Data listing
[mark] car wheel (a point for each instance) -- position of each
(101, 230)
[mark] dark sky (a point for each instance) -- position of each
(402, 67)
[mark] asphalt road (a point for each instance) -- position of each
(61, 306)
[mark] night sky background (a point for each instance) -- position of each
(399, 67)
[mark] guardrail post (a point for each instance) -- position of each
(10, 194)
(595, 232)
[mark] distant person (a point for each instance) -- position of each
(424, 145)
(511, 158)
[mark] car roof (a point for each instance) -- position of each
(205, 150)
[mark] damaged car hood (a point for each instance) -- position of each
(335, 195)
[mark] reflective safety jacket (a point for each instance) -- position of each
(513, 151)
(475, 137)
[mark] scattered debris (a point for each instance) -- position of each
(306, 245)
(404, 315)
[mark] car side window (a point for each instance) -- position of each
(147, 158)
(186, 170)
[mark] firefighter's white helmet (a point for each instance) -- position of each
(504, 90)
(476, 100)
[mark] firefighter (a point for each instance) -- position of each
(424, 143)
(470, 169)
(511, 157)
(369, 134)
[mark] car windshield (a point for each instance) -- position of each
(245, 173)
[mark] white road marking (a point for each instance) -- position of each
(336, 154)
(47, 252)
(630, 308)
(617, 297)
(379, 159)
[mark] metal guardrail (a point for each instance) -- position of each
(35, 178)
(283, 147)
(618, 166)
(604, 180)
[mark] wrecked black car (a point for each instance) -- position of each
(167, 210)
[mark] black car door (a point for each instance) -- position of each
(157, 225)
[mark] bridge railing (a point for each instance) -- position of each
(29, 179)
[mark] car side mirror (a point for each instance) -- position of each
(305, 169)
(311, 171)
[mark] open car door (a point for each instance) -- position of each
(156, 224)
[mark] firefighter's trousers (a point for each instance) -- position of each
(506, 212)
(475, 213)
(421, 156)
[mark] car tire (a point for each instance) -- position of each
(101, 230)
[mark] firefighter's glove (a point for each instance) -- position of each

What is asked
Write out again, word for word, the lines of the data above, beginning with the line that contains "[mark] black car" and going on through the last line of the data.

Result of this exercise
[mark] black car door (a point for each instance) -- position of each
(157, 225)
[mark] bridge railing (a point for each instance) -- position of each
(29, 179)
[mark] car side mirror (a point for each instance) -- position of each
(305, 169)
(311, 171)
[mark] open car door (a point for each instance) -- position of each
(156, 224)
[mark] firefighter's trousers (a point for each instance) -- position of each
(506, 212)
(475, 213)
(421, 156)
[mark] car tire (a point for each instance) -- position of each
(101, 230)
[mark] firefighter's glove (a point for each instance) -- position of each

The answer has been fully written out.